GIVEN PROBLEM -
Extract every record, keeping each one exactly as it is.

Stored dataset items -
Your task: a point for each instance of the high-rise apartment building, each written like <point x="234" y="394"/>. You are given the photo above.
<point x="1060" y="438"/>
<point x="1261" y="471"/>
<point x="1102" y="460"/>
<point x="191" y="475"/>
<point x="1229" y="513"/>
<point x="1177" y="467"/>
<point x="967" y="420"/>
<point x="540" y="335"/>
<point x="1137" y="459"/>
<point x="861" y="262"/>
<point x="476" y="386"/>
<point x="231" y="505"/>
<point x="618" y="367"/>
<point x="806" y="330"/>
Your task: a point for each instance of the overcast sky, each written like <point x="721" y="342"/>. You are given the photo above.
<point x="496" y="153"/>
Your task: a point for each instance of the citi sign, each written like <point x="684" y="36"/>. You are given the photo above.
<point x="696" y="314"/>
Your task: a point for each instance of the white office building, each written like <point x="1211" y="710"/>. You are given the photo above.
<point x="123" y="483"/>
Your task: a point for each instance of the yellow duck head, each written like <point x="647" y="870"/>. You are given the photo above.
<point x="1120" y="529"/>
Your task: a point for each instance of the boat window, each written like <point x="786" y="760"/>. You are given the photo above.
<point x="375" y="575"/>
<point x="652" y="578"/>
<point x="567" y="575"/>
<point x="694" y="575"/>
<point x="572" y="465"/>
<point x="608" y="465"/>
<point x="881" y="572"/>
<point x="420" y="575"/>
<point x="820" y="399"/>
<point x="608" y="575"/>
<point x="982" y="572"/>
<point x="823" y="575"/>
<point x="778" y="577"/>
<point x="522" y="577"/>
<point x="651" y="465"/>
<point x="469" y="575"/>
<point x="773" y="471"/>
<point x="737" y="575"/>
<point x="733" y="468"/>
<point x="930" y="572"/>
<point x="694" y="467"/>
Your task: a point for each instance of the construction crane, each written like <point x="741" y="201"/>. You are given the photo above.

TASK ANSWER -
Your task: a point for each instance of the high-rise apartment building, each written like <point x="234" y="394"/>. You are given the photo above.
<point x="1060" y="438"/>
<point x="1261" y="471"/>
<point x="1102" y="460"/>
<point x="191" y="475"/>
<point x="1229" y="513"/>
<point x="1177" y="467"/>
<point x="967" y="420"/>
<point x="540" y="335"/>
<point x="1137" y="459"/>
<point x="861" y="262"/>
<point x="476" y="386"/>
<point x="231" y="505"/>
<point x="618" y="367"/>
<point x="806" y="330"/>
Your task: a point for each instance of the overcast sky, each written like <point x="721" y="342"/>. You are given the photo above.
<point x="496" y="153"/>
Your task: a point for each instance of the citi sign, each written like <point x="684" y="36"/>. You are given the photo above.
<point x="696" y="314"/>
Your task: a point for each instance of the white office building, each written like <point x="1211" y="710"/>. You are given the photo above.
<point x="123" y="483"/>
Your task: a point for each instance of the yellow duck head, each written like <point x="647" y="870"/>. You are given the photo above.
<point x="1120" y="529"/>
Your task: a point for each instance of the boat window, each written like <point x="786" y="760"/>. You are given the photo above.
<point x="375" y="575"/>
<point x="652" y="578"/>
<point x="567" y="575"/>
<point x="694" y="575"/>
<point x="572" y="465"/>
<point x="608" y="465"/>
<point x="881" y="572"/>
<point x="420" y="575"/>
<point x="820" y="399"/>
<point x="608" y="575"/>
<point x="982" y="572"/>
<point x="823" y="575"/>
<point x="778" y="577"/>
<point x="522" y="577"/>
<point x="651" y="465"/>
<point x="469" y="575"/>
<point x="773" y="471"/>
<point x="737" y="575"/>
<point x="733" y="468"/>
<point x="930" y="572"/>
<point x="694" y="467"/>
Your task: a point for each instance of the construction crane, each written like <point x="741" y="201"/>. You are given the photo above.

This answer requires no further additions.